_Text_:
- - - -

Organophilic polyphenolic materials for OBMs have been described (Cowan et al. 1988). The additives are prepared from a polyphenolic material and one or more phosphatides, these being phosphoglycerides obtained from vegetable oils, preferably commercial lecithin.
The oxidized, sulfonated, or sulfomethylated derivatives of humic acids, lignosulfonic acid, lignins, phenolic condensates, or tannins may serve as polyphenolic materials.
A fluid loss additive is described that uses graded calcium carbonate particle sizes and a modified lignosulfonate (Johnson and Smejkal 1993). Optionally, a thixotropic polymer, such as a wellan or xanthan gum polymer is used to keep the CaCO3 and lignosulfonate in suspension.
In this application, it is important that the calcium carbonate particles are distributed across a wide size range to prevent filtration or fluid loss into the formation. Furthermore, the lignosulfonate must be polymerized enough to reduce its water solubility. The modified lignosulfonate is necessary for the formation of a filter cake essentially on the surface of the wellbore.

- - - -

_Data segment_:
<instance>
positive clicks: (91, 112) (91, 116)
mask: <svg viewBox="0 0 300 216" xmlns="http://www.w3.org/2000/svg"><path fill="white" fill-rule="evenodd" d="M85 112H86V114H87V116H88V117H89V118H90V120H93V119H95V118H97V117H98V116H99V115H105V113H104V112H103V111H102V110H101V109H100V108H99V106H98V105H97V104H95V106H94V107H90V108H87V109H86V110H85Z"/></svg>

- - - -

_Actions to take_:
(a) According to the additives text, derivatives of which substances may serve as polyphenolic materials? List them.
(b) Put this sentence from the additives text into Spanish: "Furthermore, the lignosulfonate must be polymerized enough to reduce its water solubility."
Work only from the additives text; nothing else on the page should inform the answers.

_Your written answers_:
(a) Humic acids, lignosulfonic acid, lignins, phenolic condensates, tannins

(b) Además, el lignosulfonato debe estar lo suficientemente polimerizado para reducir su solubilidad en agua.